Care to elaborate? How's your library different from AudioJungle which also don't allow PRO registration etc.?


----------



## FriFlo (Oct 11, 2015)

Well, you keep talking in "we" ... Besides all other things people have asked for in this thread is: who is we? If it is a group of composers uniting and looking for other members, it certainly would be easy to reveal who the core group is, wouldn't it? Composer websites? I would never be interested to upload my work to a website without knowing, who is behind it. I might add, to my knowledge every website is required a legal note (impressum) containing the person responsible for the business. Cannot find that on the website ...


----------



## Daryl (Oct 11, 2015)

Vin said:


> Care to elaborate? How's your library different from AudioJungle which also don't allow PRO registration etc.?


Dunno, but it already means that UK professionals won't join, as we don't have the option whether or not to register our music with them.

D


----------



## gsilbers (Oct 11, 2015)

Halarious every time one of hese companies reaches out in this forum. 
There should be a beware stickie.
Funny enough, there is probably folks who submitted.


----------



## Tatu (Oct 11, 2015)

Indeed. I'd guess there is probably _a lot_ of folks who submitted.


----------



## afterlight82 (Oct 11, 2015)

I find these kinds of sites desperately sad and depressing. I'm lucky to not have to do this stuff, but cannot fathom how anybody could see this as a good deal myself. That a musician with any training whatsoever has to submit to a review process for the _honor_ of giving up their writer's share is bad enough, but to a company which has never placed anything anywhere, with no up front money? Geez.


----------



## Baron Greuner (Oct 11, 2015)

§ SET TASKS:
[a] List every user name in the forum thread that appears with the date Oct 11, 2015.
[b] Multiply each point coordinate in the answers of the entries below by 1.35, and round to whole numbers with halves going up. Write out all lines of the entries again, requests included, with the new values.

§ PROVIDED RECORDS:
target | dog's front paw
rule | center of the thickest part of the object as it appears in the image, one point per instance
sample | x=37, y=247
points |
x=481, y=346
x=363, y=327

§ EXERCISE ANSWERS:
[a]
FriFlo
Daryl
gsilbers
Tatu
afterlight82
Baron Greuner

[b]
target | dog's front paw
rule | center of the thickest part of the object as it appears in the image, one point per instance
sample | x=37, y=247
points |
x=649, y=467
x=490, y=441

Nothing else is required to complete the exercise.